▸ SET EXERCISE 1
Pull from the Remembrance Day article the part that opens with the words containing "Jacob Zuma, the" and closes with "leader Charles Kennedy.", copying it word for word.
▸ SET EXERCISE 2
Answer these questions using the Remembrance Day article:
(a) Who laid the first wreath at the Whitehall monument?
(b) Where did the Queen and Prince Phillip lay their own wreaths?
(c) Who represented the Government in London?
▸ SET EXERCISE 3
Write a continuation of the Remembrance Day article, beginning after its final sentence.

▸ PAGE
** begin **
Yesterday was also the 80th anniversary of the original Remembrance Day, when red poppies were first grasped by a nation seeking a focus for its grief following the end of what was then known simply as the Great War.

Then the flowers were real blooms, shipped by the thousand from fields in Flanders. The explosion of red around the Whitehall monument yesterday morning showed that the decades have done nothing to diminish the potency of the poppy as an enduring symbol of national respect.

The first wreath was laid by Prince Charles, following the traditional two-minute silence at 11am. He was representing the Queen, who was yesterday in South Africa attending the Commonwealth heads of government conference. It is only the fourth time that she has been abroad for Remembrance Day. Both she and Prince Phillip had laid their own wreaths at the war memorial in Durban two hours earlier, at 11am local time.

Jacob Zuma, the South African deputy president, said beforehand that the ceremony was intended to pay tribute, "not only to those who died in the Great War and the Second World War but all those who have sacrificed their lives to secure peace, freedom and democracy for all people in other conflicts across the globe."

In London, the Government was represented by John Prescott, the Deputy Prime Minister, as Tony Blair was also in South Africa. The next wreaths were laid by William Hague, the leader of the Opposition, and the Liberal Democrat leader Charles Kennedy.
** end **
▸ DATASET EXTRACT
** begin **
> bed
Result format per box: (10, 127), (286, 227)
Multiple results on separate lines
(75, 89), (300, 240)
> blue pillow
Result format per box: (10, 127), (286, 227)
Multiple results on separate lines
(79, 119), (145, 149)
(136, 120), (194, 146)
** end **
** begin **
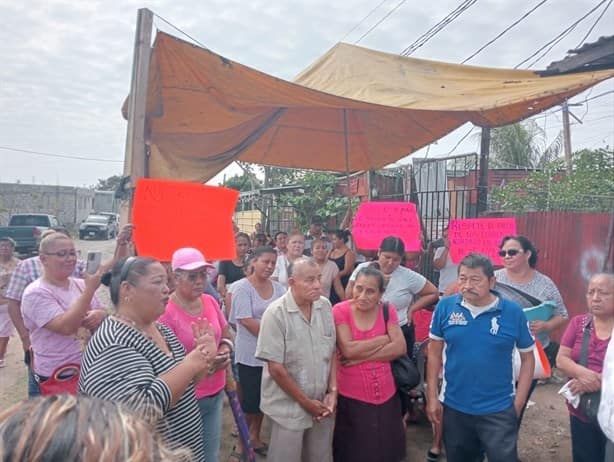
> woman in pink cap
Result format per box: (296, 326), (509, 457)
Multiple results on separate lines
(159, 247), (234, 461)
** end **
** begin **
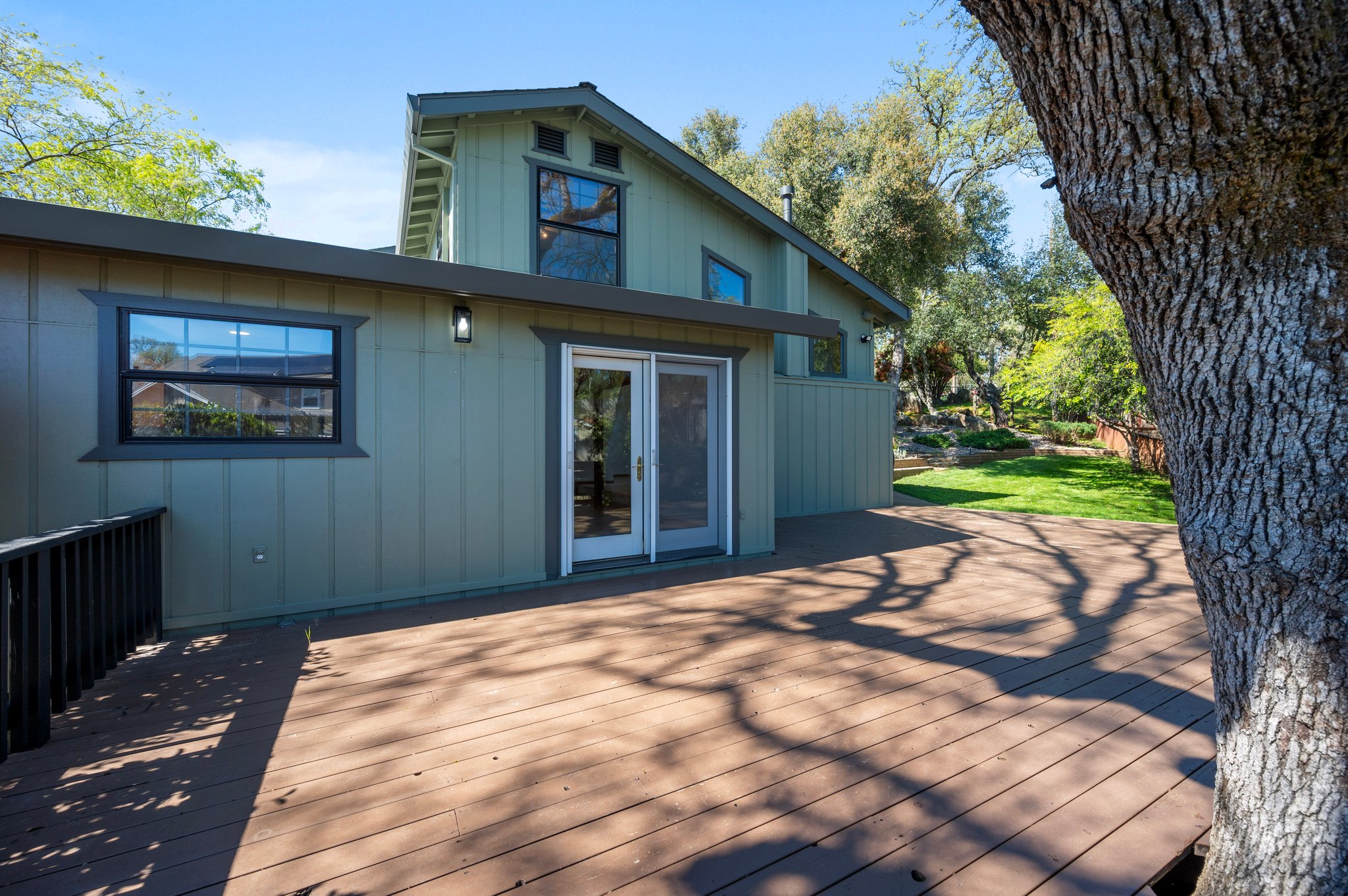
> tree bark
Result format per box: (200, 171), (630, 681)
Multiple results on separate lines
** end **
▸ OUTPUT 1
Jacob Zuma, the South African deputy president, said beforehand that the ceremony was intended to pay tribute, "not only to those who died in the Great War and the Second World War but all those who have sacrificed their lives to secure peace, freedom and democracy for all people in other conflicts across the globe."

In London, the Government was represented by John Prescott, the Deputy Prime Minister, as Tony Blair was also in South Africa. The next wreaths were laid by William Hague, the leader of the Opposition, and the Liberal Democrat leader Charles Kennedy.

▸ OUTPUT 2
(a) Prince Charles
(b) At the war memorial in Durban
(c) John Prescott, the Deputy Prime Minister

▸ OUTPUT 3
After the Guards bands had run through their sombre repertoire, the buglers had played the last post and the guns had fired, it was the turn of the veterans. This time, for the first time, their march-past was led off by former members of the Royal Navy and the Royal Marines, representing and remembering the 23,000 sailors killed in the two world wars.

They were followed by more than 10,000 other veterans, sporting headgear from the bowler hats of former officers to the white berets of the Arctic convoy survivors, and the more famous red and khaki berets of the Parachute Regiment and the SAS. The parade swung by at a sprightly 100 paces a minute, although the veterans of the First World War, most of whom are at least as old as the century, are understandably not marching any more.

But it was those who were not there that dominated most thoughts. And if all the British and Commonwealth dead of both world wars had marched at the same pace, it would have taken them more than three days and three nights to pass.